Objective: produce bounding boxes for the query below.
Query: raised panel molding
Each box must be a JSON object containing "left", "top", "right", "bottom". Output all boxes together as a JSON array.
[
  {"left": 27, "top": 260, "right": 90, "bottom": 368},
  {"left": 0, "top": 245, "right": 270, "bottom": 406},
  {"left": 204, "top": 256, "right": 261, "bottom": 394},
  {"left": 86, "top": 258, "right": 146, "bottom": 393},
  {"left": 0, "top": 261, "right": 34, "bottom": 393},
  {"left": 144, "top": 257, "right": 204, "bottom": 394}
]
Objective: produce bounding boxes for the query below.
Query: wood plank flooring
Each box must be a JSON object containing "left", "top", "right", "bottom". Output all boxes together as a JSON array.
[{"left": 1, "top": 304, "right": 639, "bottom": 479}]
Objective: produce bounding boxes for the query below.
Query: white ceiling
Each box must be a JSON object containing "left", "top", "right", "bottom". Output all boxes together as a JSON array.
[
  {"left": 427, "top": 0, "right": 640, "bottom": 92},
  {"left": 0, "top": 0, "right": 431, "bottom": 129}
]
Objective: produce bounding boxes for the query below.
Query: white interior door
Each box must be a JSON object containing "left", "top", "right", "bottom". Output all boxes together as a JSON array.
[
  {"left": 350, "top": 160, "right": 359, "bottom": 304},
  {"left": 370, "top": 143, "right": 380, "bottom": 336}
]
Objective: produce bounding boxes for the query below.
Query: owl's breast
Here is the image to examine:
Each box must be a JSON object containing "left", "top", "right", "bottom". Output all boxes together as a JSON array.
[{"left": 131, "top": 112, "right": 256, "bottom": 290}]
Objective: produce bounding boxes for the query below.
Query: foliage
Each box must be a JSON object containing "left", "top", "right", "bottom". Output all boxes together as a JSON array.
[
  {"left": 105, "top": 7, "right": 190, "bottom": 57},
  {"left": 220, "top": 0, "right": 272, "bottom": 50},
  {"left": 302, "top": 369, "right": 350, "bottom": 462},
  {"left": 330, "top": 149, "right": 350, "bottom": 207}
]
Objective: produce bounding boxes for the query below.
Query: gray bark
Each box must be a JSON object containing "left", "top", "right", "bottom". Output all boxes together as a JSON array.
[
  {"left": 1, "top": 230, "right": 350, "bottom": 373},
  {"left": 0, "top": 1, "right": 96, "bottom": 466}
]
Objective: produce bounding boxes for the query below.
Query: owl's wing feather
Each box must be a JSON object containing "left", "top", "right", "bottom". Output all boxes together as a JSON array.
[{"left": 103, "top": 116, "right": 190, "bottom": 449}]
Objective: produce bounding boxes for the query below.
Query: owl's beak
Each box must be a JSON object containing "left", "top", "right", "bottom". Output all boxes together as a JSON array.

_____

Your assignment: The entries shown above must be reproduced in full, exactly as written.

Result of this task:
Objective: produce bounding boxes for the query below.
Query: raised panel molding
Each box must be a JSON object containing "left", "top", "right", "bottom". Output all boxes together as a JSON array.
[
  {"left": 27, "top": 260, "right": 90, "bottom": 368},
  {"left": 0, "top": 245, "right": 270, "bottom": 406},
  {"left": 204, "top": 256, "right": 261, "bottom": 394},
  {"left": 86, "top": 258, "right": 146, "bottom": 393},
  {"left": 0, "top": 261, "right": 34, "bottom": 393},
  {"left": 144, "top": 257, "right": 204, "bottom": 394}
]
Objective: produce bounding boxes for the query below.
Query: wood plank flooring
Each box must be a JSON object containing "left", "top", "right", "bottom". Output all boxes together as a JSON array.
[{"left": 1, "top": 304, "right": 639, "bottom": 479}]
Objective: produce bounding boxes for the query below.
Query: white ceiling
Each box must be a JSON object containing "left", "top", "right", "bottom". Output all boxes together as a JSON array.
[
  {"left": 427, "top": 0, "right": 640, "bottom": 92},
  {"left": 0, "top": 0, "right": 431, "bottom": 129}
]
Objective: produce bounding boxes for the query below.
Query: white interior door
Each box must be a JSON object containing "left", "top", "right", "bottom". Output all boxes together as a JSON array.
[
  {"left": 350, "top": 160, "right": 359, "bottom": 304},
  {"left": 370, "top": 143, "right": 380, "bottom": 336}
]
Objective: produce bounding boxes for the query below.
Query: owl's breast
Here is the image to examine:
Each box must be a JSON object containing "left", "top", "right", "bottom". Output all boxes together as a JSON array.
[{"left": 131, "top": 112, "right": 256, "bottom": 290}]
Objective: produce bounding boxes for the query below.
Query: foliage
Each box must be a JSON object containing "left", "top", "right", "bottom". Output all boxes together as a JSON array.
[
  {"left": 105, "top": 7, "right": 190, "bottom": 57},
  {"left": 220, "top": 0, "right": 272, "bottom": 50},
  {"left": 302, "top": 369, "right": 350, "bottom": 462},
  {"left": 330, "top": 149, "right": 350, "bottom": 207}
]
Objective: produce bounding boxes for the query below.
Query: gray bark
Each box must be a JSON object containing "left", "top", "right", "bottom". Output all boxes together as a JSON array.
[
  {"left": 1, "top": 230, "right": 350, "bottom": 373},
  {"left": 0, "top": 1, "right": 96, "bottom": 466}
]
Objective: produce bounding boxes for the query below.
Query: owl's wing feather
Each box must be a JSON object containing "left", "top", "right", "bottom". Output all boxes together as a JSON array.
[{"left": 103, "top": 116, "right": 190, "bottom": 449}]
Objective: produce bounding boxes for the query below.
Query: owl's beak
Each box must be a JSON object containing "left", "top", "right", "bottom". Output all boxes together as a JSON array.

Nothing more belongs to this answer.